Source document ▸
------------

Cornell also wrote another book which has got to be a contender for the best book title ever award, it’s called “The Radical Acceptance of Everything.

Also note how this is dialogue work – we create interactions between voices or parts or figures or sensations and then trust the interaction will generate something new and beneficial – this was Jung’s crucial contribution, and we continue to see the power of framing things as dialogue in the excitement Open Dialogue these days

Gendlin’s seminal research, for people who don’t know, divided therapy into ‘successful’ and ‘unsuccessful’ groups based on outcome. Then a team of grad students analyzed the tapes to find what was the common thread in the successful treatments: it wasn’t any quality in the therapist, but the client’s capacity at moments to suspend language while grappling with felt body sense experience and finding words for it. Gendlin later theorized that healing is a spontaneous capacity in all humans that some were exhibiting in these sessions – allow your body to speak as you wait for the right words for the felt sense sensations of the body’s implicit language to engage with you. Then he went on to teach how to support and elicit this capacity in clients as the focusing technique, and today we have the widely held “talk therapy goes so much deeper if you contact the body” understanding.

A weakness in Gendlin’s initial research is that he couldn’t map what it was in the therapist that created the space for some clients to be able to experience the felt sense in sessions and not others – yes clients did it spontaneously, but my understanding is that some qualities or approaches by therapists can support and affirm its emergence, or not. But the emphasis on the spontaneous felt sense experience of the client is a crucial antidote to the idea of “treatment” itself, an antidote that we have in the idea of “holding space” where the job of the therapist – or peer or friend or community member – is just to /allow/ a healing process to take place, not to “do” it to someone. This is not a “fixing” therapy this is a “being with” therapy, to use language familiar today.

------------

Referring expression pointing data
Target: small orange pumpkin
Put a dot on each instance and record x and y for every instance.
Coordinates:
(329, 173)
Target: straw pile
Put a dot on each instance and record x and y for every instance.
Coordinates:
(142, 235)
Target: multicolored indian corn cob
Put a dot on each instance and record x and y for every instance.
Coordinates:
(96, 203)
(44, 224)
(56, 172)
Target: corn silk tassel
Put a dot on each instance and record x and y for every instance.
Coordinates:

------------

Using the information ▸
(1) In the text on Gendlin's focusing research, why does the emphasis on the client's spontaneous felt sense experience matter?
(2) Pick up the passage on Gendlin's focusing research after its last sentence and carry it forward.

Answers by item number ▸
(1) It is a crucial antidote to the idea of "treatment." It fits with "holding space," where the therapist, peer, friend or community member only allows a healing process to take place instead of doing it to someone. That makes it a "being with" therapy, not a "fixing" one.

(2)
Most of what I do with people I work with is to carefully allow different voices or points of view of aspects of experience to emerge and interact, not knowing where it will go but trusting it has a directionality. This is Jung’s “transcendent function” and the “magic” of Open Dialogue with its injunction to just create dialogue with as many voices as you can and then something new will happen. Of course the spontaneity of the felt sense is at times thwarted, for many reasons, and so a focusing-only toolkit would be limited in my view, for example for people in altered and remote states, situations of violence, situations where the healing professional is a threat to the client bc of force and diagnosis, complex family dynamics etc. But even here the felt sense remains crucial, and client centered psychotherapy still has a lot to offer – Rogers worked with many clients diagnosed psychotic, and Jung and many others who reject the biomedical reductionist model emphasize, which I agree with, that so called psychotic states are just extremes on a continuum of very familiar and basic human needs that are unmet: being listened to, having a calm presence of the other, finding a way to be heard, having autonomy, experiencing love, struggling with loneliness and banishment, etc.

Rogers and Gendlin also both did ‘therapeutic’ moves that were not formulated politically but have huge political implications – the autonomy and self direction, and the expansive inclusion of the body’s own expression and voice – are direct challenges to regimes of power and domination that rely on silencing. Also important is the way that the felt sense itself is ontologically sufficient – no theory of mind is needed to engage with the language of the body, only the felt sense itself. This means the nature of the sense can be intergenerational, ancestral, even non-local and mediumistic. You have within the felt sense the seeds of a complete upheaval of capitalist positivism individualist psychology and an opening to something much more human, and true.